[JOB A]: Please check whether each statement below agrees with the article on e-commerce duties, giving yes or no and quoting the deciding words: (i) The WTO moratorium on customs duties for electronic transmissions expired on March 30, 2026. (ii) The moratorium had been in force since 2008. (iii) Brazil wanted a five-year extension.
[JOB B]: According to the article on e-commerce duties, where did the 14th Ministerial Conference take place?
[JOB C]: Resume the article on e-commerce duties, starting after its final sentence.

------ PROVIDED TEXT

The United States and a bloc of trading partners were preparing to move ahead with their own moratorium on e-commerce duties, a sign that the fight over digital trade could spill beyond the World Trade Organization and into a club-based system built by countries that still want predictable rules.

A draft text dated May 1 laid out the backup plan: if Brazil and Turkey kept blocking an extension of the wider WTO moratorium, the U.S. and a subset of members would agree among themselves not to impose customs duties on electronic transmissions for an unspecified period. That would preserve the no-duty principle for digital flows even if consensus at the WTO continued to fail.

The stakes were sharpened when the WTO moratorium on customs duties for electronic transmissions expired on March 30, 2026, after the 14th Ministerial Conference in Yaounde, Cameroon, ended without agreement. The moratorium had been in force continuously since 1998, and WTO documents have described electronic commerce broadly as the production, distribution, marketing, sale or delivery of goods and services by electronic means.

For businesses, that covered the digital goods and services that increasingly move across borders without a box or a shipping label: software downloads, cloud services, video games, music and e-books. The policy had been a priority for the United States, the European Union, Canada and Japan because it gave companies more certainty over how global digital commerce would be taxed, or left untaxed.

AI-generated illustration
AI-generated illustration

The disagreement at Yaounde underscored a larger problem for the WTO, which has struggled to update global trade rules fast enough for a more digital economy. The United States had pushed for a renewal of at least five years, while Brazil reportedly wanted only a two-year extension through the next ministerial conference. Five diplomats said the chances of breaking the deadlock before the next WTO General Council meeting in Geneva looked slim.

------------
------ EXCERPTED RECORDS

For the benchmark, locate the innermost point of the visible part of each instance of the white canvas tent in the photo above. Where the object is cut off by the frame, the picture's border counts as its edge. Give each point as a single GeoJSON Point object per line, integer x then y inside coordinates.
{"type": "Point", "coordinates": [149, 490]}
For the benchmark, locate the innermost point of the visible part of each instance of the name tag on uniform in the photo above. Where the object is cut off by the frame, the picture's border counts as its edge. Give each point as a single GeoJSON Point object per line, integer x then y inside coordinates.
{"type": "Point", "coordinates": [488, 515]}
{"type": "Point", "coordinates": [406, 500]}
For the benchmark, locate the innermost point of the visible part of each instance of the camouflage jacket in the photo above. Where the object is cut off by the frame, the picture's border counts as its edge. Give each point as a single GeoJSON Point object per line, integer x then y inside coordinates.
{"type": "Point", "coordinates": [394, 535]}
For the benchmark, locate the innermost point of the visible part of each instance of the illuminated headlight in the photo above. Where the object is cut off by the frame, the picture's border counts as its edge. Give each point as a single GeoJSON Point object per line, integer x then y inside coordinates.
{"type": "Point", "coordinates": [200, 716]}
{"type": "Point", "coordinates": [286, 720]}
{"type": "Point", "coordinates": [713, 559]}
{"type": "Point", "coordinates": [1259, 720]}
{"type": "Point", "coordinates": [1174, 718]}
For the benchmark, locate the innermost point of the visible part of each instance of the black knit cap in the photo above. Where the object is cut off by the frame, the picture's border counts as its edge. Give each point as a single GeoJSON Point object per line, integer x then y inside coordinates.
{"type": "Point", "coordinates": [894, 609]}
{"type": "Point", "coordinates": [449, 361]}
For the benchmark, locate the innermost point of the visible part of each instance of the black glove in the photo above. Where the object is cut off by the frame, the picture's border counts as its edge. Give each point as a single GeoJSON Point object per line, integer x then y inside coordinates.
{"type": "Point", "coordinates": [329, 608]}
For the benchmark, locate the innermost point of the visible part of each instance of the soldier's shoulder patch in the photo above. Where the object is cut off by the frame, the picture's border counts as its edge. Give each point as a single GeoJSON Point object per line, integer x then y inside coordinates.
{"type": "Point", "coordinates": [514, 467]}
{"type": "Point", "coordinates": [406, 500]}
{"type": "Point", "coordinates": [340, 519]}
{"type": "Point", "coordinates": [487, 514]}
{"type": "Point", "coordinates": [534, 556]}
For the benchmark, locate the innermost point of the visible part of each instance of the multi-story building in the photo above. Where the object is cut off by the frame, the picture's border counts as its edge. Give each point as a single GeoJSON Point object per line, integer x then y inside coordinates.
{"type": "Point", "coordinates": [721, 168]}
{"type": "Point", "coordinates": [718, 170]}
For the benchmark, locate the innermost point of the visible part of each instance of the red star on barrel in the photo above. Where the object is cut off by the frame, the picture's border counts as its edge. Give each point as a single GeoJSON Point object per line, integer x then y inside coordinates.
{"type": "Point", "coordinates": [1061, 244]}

------------

[RESPONSE A]:
(i) Yes: "expired on March 30, 2026"
(ii) No: "had been in force continuously since 1998"
(iii) No: "Brazil reportedly wanted only a two-year extension through the next ministerial conference"

[RESPONSE B]: Yaounde, Cameroon.

[RESPONSE C]:
The International Chamber of Commerce said 236 business organisations backed a statement calling for renewal of the moratorium and a time-bound WTO reform process. John W.H. Denton AO, the chamber’s secretary general, presented that appeal at the ministerial meeting, arguing that the digital economy needed clear rules rather than uncertainty. After the talks, WTO Director-General Ngozi Okonjo-Iweala said work on a broader Yaoundé Package would continue in Geneva.

If the United States and its allies do formalize their own pact, the practical effect would be immediate: holdouts could be left outside a parallel digital-trade framework while major economies keep electronic transmissions duty-free among themselves. That would protect consumers and firms from new charges on online goods and services in participating countries, but it would also weaken the WTO’s claim to set universal rules, normalizing workarounds when consensus breaks down.